3.        Prithika Balakrishnan & Kelly Dugan staff members of the Local 2 Hotel Employee & Restaurant Employees Union:  Ms. Balakrishnan & Dugan gave an update on the status of 14 hotels & also asked the commission to endorse the boycott.  Local 2 is the largest private sector union in SF.  They have 13,000 members in SF & San Mateo County that are in the hotel & restaurant industry.  They represent 85% of the hotel workers in SF.  Most of the workers are immigrants.  Their contract expired in August & was in negotiations since July. The 14 hotels represent about 4,000 workers.  On Oct 4th, hotels went on strike for 2 weeks. The strike ended because of the support from the community.  There was a 60-day period that there will be no strike & no lockout period.  Individual supervisors have supported this boycott.  They have a written Boycott endorsement statement for the Immigrant Rights Commission to support.  These are a few supporters who supported the boycott endorsement: Democratic Central Committee, Asian Law Caucus, Harvey Milk Club, City Attorney Dennis Herrera, half of the Board of Supervisors, Assemblymen Yee & various clergy members who supported this boycott.  Here are a couple of items that they are asking for: they would like a 50-cent increase per an hour for non-tipped & 30 cent increase for tipped employees. The employer wants to transfer more of the cost of Health insurance to the employee.  Pension increases the eligibility & certain classification of employees; this would make it impossible to keep their benefits throughout the year. Commissioner Escobedo added an amendment to the boycott endorsement: Immigrant worker are particularly impacted by this labor dispute in San Francisco.  It is in the best interest of the immigrant community and all of the individuals and families who live and work in the Bay Area to support the workers of the fourteen hotels who are engaged in this labor dispute.  Commissioner Escobedo made a motion to adopt this boycott endorsement, which was second by Commissioner Ow.

IV.              Muni Complaint:  Annette Williams & Joe Speaks- Commissioner Escobedo had a few questions on the response letter.  There is currently one transitional employee in the office.  There are temporary employees who are bilingual.  The commission would like a copy of the list & also a copy of the memo.  BART is the lead agency that is doing the translations because it’s a regional wide program.  Muni has an obligation to translate the discount card forms & brochures in Spanish & Chinese.  Muni is pushing BART to get this translate.  
Joe Speaks with MTA- Submitted the late compliance plan to the Commission.  They lost their Spanish internal translator in their communications department.  They do contract out the materials to translation agencies.  They do have a Spanish part timer on the passenger services line.  They have held on to the internal Chinese translator.  The Program & Access will draft an appropriate response.  This will be placed on the agenda to determine if they are incompliance.

V.                 Bylaws: continue for next meeting.

:: List of tasks ::
• a. Print the passage of the meeting minutes between "Joe Speaks with" and "for next meeting.", inclusive.
• b. Gather every line of the records that contains the string "bumper", with case counting in the match.
The meeting minutes and the records have nothing to do with each other.

:: Provided information ::

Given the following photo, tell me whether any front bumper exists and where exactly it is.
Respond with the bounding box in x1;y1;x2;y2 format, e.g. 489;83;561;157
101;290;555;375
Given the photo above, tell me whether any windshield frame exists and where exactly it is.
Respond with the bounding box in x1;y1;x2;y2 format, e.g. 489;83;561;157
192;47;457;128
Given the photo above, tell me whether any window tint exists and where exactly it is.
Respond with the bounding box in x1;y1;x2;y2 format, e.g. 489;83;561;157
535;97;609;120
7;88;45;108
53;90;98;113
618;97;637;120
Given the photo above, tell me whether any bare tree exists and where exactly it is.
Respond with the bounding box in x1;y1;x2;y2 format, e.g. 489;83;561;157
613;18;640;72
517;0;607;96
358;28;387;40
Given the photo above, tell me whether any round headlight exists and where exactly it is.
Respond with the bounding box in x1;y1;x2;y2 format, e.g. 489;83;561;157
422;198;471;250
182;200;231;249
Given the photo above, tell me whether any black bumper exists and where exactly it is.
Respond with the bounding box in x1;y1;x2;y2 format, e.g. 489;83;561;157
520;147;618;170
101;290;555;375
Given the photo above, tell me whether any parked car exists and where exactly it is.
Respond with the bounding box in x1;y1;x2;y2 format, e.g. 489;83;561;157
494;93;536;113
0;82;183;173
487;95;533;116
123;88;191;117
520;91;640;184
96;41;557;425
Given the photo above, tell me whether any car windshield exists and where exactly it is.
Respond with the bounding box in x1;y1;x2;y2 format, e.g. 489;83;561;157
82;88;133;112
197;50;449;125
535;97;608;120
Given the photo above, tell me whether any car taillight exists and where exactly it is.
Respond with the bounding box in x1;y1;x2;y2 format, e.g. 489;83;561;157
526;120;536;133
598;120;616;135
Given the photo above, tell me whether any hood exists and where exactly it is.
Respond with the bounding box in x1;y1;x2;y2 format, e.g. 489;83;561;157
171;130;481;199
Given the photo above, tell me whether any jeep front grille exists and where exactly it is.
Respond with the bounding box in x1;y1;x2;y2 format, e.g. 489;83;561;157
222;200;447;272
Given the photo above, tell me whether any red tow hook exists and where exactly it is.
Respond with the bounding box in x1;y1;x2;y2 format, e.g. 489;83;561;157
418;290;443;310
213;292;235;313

:: Solution list ::
• a.
Joe Speaks with MTA- Submitted the late compliance plan to the Commission.  They lost their Spanish internal translator in their communications department.  They do contract out the materials to translation agencies.  They do have a Spanish part timer on the passenger services line.  They have held on to the internal Chinese translator.  The Program & Access will draft an appropriate response.  This will be placed on the agenda to determine if they are incompliance.

V.                 Bylaws: continue for next meeting.

• b.
Given the following photo, tell me whether any front bumper exists and where exactly it is.
Given the photo above, tell me whether any black bumper exists and where exactly it is.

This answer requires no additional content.